Exercise text:

[Start of section]

The Unreasonable Power of Vectors

Evan Radkoff · October 26, 2024

Let’s say you have a dataset of Things. Things could be people, cities, countries, dinosaurs, episodes of The Simpsons, whatever really. You’d like to better understand the dataset as quickly as you can, use it to improve your understanding of Things, and maybe even build software features on top of it. Basically, you want the dataset “at your fingertips”.

In this situation, a really useful intermediate goal is figuring out the best way to turn your dataset into vectors, essentially just lists of numbers, each denoting a dimension with meaning. Vectors represent a vital stepping stone in the standard data science process – done right, they immediately unlock several paradigms for understanding, and building on top of, your data.

There’s a science to designing the right vector space for your use case. Sometimes working directly with tabular features is fine, usually with some scaling/preprocessing. Other times you might want to employ a training paradigm like word2vec, neural networks, or manifold learning. Admittedly this post should really be called “The unreasonable power that comes with representing your dataset as well-formed vectors of mostly-independent normalized features”, that just didn’t sound as snazzy.

But this is not a blog post about how to design vector spaces. Rather, I’ll cover the things you can do once you’ve embedded your dataset as a bag of vectors. Whether these are as simple as 3-dimensional vectors describing demographics, or something complex like 4096-dimensional embeddings from the latest LLM, all of the methods below should be applicable.

Scatterplots

One of the most basic things you can do is visualize your dataset in 2D space. This is especially useful in the exploratory phase of a project to get your bearings, understand the dataset’s overall structure, and identify outliers.

Some datasets might have two features that work great as X and Y dimensions, however not all do. The key step that makes this a universally applicable approach is to automatically reduce your vectors’ dimensionality, all the way down to two, in a way that preserves their global structure. That is to say, the distances between vectors in the original high dimensional space should correlate with the distances in 2D. There are a ton of methods for doing this, each with their pros and cons. I recommend tSNE or UMAP as your go-tos.

Obviously a bunch of dots alone without context are not useful, but you can decorate them with a visualization framework. Point size (for numeric features), shape (for categorical features), and color (for either) offer three ways of highlighting features that help you navigate. You can also add hover tooltips, letting you see as many interpretable features as you’d like.

[End of section]

Dataset content:
[Start of section]

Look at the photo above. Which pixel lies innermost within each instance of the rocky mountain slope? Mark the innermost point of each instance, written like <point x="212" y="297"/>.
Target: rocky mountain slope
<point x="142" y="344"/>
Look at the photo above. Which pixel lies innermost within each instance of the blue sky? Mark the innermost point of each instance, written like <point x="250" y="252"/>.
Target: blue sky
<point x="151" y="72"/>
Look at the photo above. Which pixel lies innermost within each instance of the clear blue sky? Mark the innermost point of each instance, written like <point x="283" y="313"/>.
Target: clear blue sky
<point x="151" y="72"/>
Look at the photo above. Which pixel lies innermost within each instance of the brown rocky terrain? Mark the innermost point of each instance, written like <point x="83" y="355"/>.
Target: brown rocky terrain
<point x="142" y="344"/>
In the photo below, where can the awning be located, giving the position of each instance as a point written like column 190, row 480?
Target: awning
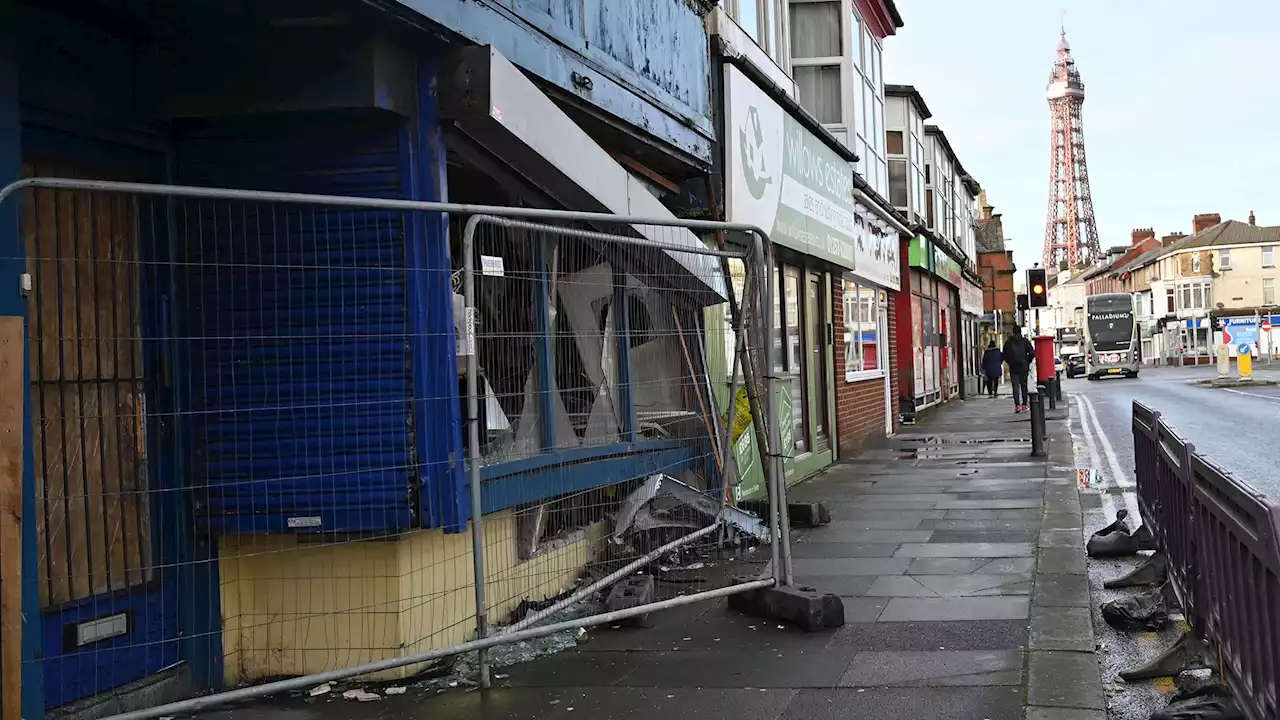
column 494, row 105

[End of section]

What is required: Please pick up the post on vectors after its last sentence and continue writing it. The listing has nothing to do with the post on vectors.

Output of the exercise:
Throughout this post I’ll be demonstrating with a toy dataset of popular music. The interactive scatterplot below is derived from “genre embeddings”, 128-dimensional vectors that come from the last hidden layer of a genre classification neural network. On desktop, hover over a dot for track metadata (I couldn’t get clicking on mobile to work). Code available here.

Each dot represents a track from a random selection of popular music artists.

Generally we see the tracks of artists end up near each other, which is a good sign. (As a side note, it’s also satisfying to see the dots representing Girl Talk right in between the cluster of hip-hop and other genres, because he makes mash-up music featuring hip-hop vocals over a backdrop of other genres)

For a much more impressive scatterplot, check out the entirety of English Wikipedia on Atlas. Enjoy the rabbit holes.

For those working in the Python ecosystem like myself, I can recommend streamlit as a frontend platform with which to plot. Jupyter notebooks will work fine too, and there’s something to be said for code living right next to the plots it generates, but I find streamlit easier to work with for many use cases, including this blog post. Several plotting libraries are supported: Matplotlib, Altair, Plotly, Bokeh, and more.

Clustering

Once your dataset is in a vector space, you can always compute the distance between any two points. This could be Euclidean distance, cosine distance, or something else, but either way this simple ability unlocks a few go-to data science paradigms for free.

One is clustering – using an algorithm to find logical groupings. This can help you understand segments of your data, and can even work as a classifier for new data points. The scikit-learn library documentation offers a nice overview of common approaches. You’ll notice most of the APIs take a distance measure of your choosing as an input.

The shapes of the points below indicate membership in unsupervised clusters. This means they were not designed to delineate any existing groupings, like genre labels; they were assigned according to the hands-off approach HDBSCAN. And yet, the groups do resemble genres and would be useful for downstream analysis (I’ll admit I’m cheating a little in this example.. the embeddings come from a model optimized to recognize genre, so they have a head start in ending up that way.)

Like before each point represents a track, and the shape of the point is assigned according to the unsupervised clustering algorithm HDBSCAN.

Similarity Search

Another thing you can do after choosing a distance metric is find the most similar entities to some query – a paradigm called kNN (k nearest neighbors), or similarity search. This can even power user-facing search features or recommendation engines. See the example below.

The most similar tracks, according to the smallest Euclidian distance between 128-dimensional genre embeddings.
Click the dropdown to query a different track.

Aggregating

Hierarchies come up all the time with structured data. Documents are made up of paragraphs, which are made up of sentences, which are made up of words. Countries are made up of states. A customer’s activity is made up of individual actions they took.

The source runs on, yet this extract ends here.